- **Document extract**:
# Warning B4 moving to BT in Spain ADSL



## TheGent

Just posting this as a warning to others!

After just over 12 months of using Telphonica ADSL I was a bit annoyed that they kept charging me for "equipment" which I did not have. After several phone calls they stopped charging it, but a few months later they started charging it again.

Although in the campo, I was getting a regular 2.5Mbs download speeds night and day from Telephonica which I found just right for my purposes.

When I saw the ads for BT in Spain working out a fair bit less than telephonica and staffed by English spoken staff, I thought this might be a better option for me. I contacted them and they guaranteed that the download speed I would get from them would be as good if not better than Telephonica. I made a point of getting this verbal guarantee than agreed to change over.

One week on after the changeover and I wish I had never heard of them. I have lost count of the number of times I have phoned their engineers and sales staff to complain that I am only getting download speeds less than 20% of those I used to get from Telephonica - 300 - 500kbs on a good day.

I am fed up with being asked the same silly questions about my set up and fed up with being told somebody will phone me back and they dont, fed up with teling them that my setup has not changed since leaving Telphonica except for their router. I have even tried a spare router I had at their suggestion, no diference at all. They seem to be just dragging out my patience hoping I shall submit to a vastly inferior service, which I have no intension of doing.

Looks like I shall have to attempt to change back to Telephonica if the service hasnt improved by Easter, bet that will be fun as well!

If the service improves to the level I was promised, I shall be happy to report this here, but I am not holding my breath!


----------



## VFR

I was talking to one of their rep's who was trying to get me to change.
Yes we are much cheaper !
? Well I pay 19.90pm for 3 meg/fixed calls free, so according to your blurb you are much more expensive ?
No we are cheaper & I cannot see how you can get it for that price !
Would you like to see my bill, or go onto Telefonica's web page and see for yourself ?

Idiots.


----------



## dunmovin

from what I understand of BT in Spain, they only provide admin and tech helplines, the rest is telefrustration. Their lines, their installations, their technichians, their equipment. If you need a tech to come to your home, BT in Spain will arrange it, but oit will be a telefonica (or telefonica appointed) technichan that shows up. Again, just my understanding of this, Bt in Spain,will do you a deal and will do it cheaper than the hated telefonica, but they are only leasing the the lines from telefonica.so the end result is they can't provide you with a better service, internet speed or more reliable service from the engineers. This is simply because, in the end, you are back to dealing with telefonica.


----------



## TheGent

SteveHall said:


> Not sure who you are dealing with or where you are but it could be an authorised BT reseller from San Miguel de las Salinas, Alicante or one of a number of companies who over the years who have called themselves BT to trick (IMHO!) expats and pray on the "Goodie, we can speak English to somebody" brigade.

- **Dataset content**:
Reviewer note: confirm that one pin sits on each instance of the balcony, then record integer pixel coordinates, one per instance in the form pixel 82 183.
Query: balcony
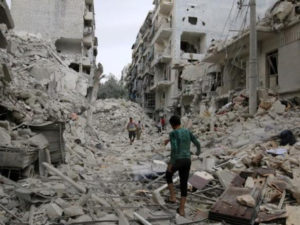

- **Given task 1**:
For each statement about the BT in Spain thread, say whether it agrees with the text, answering yes or no and quoting the exact words that decide it.
(a) Before the switch, TheGent got a steady download speed of about 2.5Mbs from Telephonica.
(b) Using a spare router improved TheGent's speed with BT.
(c) VFR says he pays 19.90pm for 3 meg with free fixed calls.
- **Given task 2**:
Using the BT in Spain thread, answer each question on its own line.
(a) What download speeds does TheGent report getting from BT on a good day?
(b) By when must the service improve before TheGent tries to change back to Telephonica?
(c) According to dunmovin, whom does BT in Spain lease its lines from?
- **Given task 3**: From the BT in Spain thread, write out the passage from "Just posting this" up to and including "charging it again.".

- **Right answer 1**:
(a) Yes: "I was getting a regular 2.5Mbs download speeds night and day from Telephonica"
(b) No: "I have even tried a spare router I had at their suggestion, no diference at all."
(c) Yes: "I pay 19.90pm for 3 meg/fixed calls free"

- **Right answer 2**:
(a) 300 - 500kbs
(b) Easter
(c) Telefonica

- **Right answer 3**:
Just posting this as a warning to others!

After just over 12 months of using Telphonica ADSL I was a bit annoyed that they kept charging me for "equipment" which I did not have. After several phone calls they stopped charging it, but a few months later they started charging it again.